**WORK REQUIRED**
Copy the lines below verbatim, starting at the line containing "Can you find the black framed" and ending at the line containing "pixel 121 93", with both of those lines included.

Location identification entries

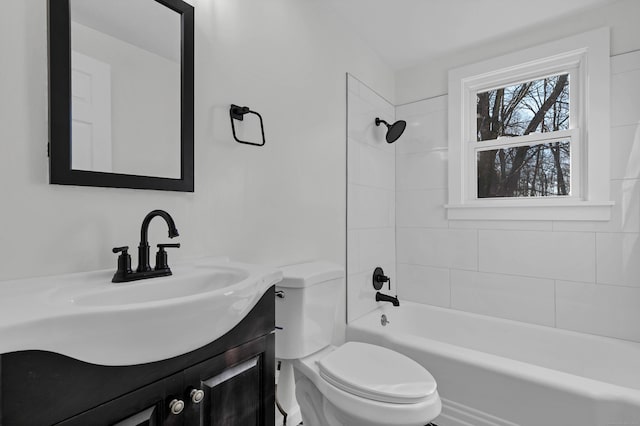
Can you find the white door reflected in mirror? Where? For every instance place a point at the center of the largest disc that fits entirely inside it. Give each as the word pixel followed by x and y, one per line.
pixel 126 87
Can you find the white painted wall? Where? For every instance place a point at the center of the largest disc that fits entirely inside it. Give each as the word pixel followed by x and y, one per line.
pixel 278 204
pixel 576 275
pixel 371 177
pixel 430 78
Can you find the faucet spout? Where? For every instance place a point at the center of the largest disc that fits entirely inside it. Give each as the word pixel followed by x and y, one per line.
pixel 143 248
pixel 386 298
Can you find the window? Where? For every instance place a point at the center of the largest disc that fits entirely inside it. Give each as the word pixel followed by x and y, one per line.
pixel 510 164
pixel 529 133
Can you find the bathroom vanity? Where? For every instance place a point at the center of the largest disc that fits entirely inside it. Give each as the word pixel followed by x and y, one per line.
pixel 229 380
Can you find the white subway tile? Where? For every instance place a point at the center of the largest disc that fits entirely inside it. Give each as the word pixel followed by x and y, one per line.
pixel 353 161
pixel 421 208
pixel 505 296
pixel 625 152
pixel 353 85
pixel 625 98
pixel 377 248
pixel 424 132
pixel 422 107
pixel 424 284
pixel 625 214
pixel 380 104
pixel 353 251
pixel 555 255
pixel 598 309
pixel 377 168
pixel 360 295
pixel 442 248
pixel 425 170
pixel 370 207
pixel 618 259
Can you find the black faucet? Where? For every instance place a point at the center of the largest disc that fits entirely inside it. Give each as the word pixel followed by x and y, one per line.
pixel 124 272
pixel 379 278
pixel 386 298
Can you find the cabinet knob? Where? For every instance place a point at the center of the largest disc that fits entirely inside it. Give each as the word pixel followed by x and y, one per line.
pixel 197 395
pixel 176 406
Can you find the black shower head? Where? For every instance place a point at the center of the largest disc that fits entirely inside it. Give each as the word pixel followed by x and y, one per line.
pixel 394 131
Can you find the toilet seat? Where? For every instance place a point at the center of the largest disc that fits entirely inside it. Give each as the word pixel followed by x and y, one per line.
pixel 376 373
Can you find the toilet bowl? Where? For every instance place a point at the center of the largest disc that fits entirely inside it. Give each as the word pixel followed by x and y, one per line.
pixel 352 384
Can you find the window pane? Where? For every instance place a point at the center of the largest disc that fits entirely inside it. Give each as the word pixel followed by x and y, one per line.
pixel 535 106
pixel 525 171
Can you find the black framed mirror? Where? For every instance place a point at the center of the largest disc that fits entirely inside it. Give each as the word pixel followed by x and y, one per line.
pixel 121 93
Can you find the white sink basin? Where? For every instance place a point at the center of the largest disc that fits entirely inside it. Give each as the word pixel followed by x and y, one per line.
pixel 87 317
pixel 192 281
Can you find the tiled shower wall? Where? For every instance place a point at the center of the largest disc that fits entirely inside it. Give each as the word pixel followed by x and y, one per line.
pixel 575 275
pixel 370 196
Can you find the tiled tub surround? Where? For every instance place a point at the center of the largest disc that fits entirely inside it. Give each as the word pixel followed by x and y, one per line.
pixel 370 197
pixel 497 372
pixel 574 275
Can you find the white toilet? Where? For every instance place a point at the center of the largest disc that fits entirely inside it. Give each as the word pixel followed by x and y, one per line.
pixel 353 384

**RESULT FOR THIS EXERCISE**
Can you find the black framed mirror? Where? For every instance place a point at the center of the largest disc that fits entirely inside it. Give each as the word pixel followed by x and y, one per line.
pixel 121 93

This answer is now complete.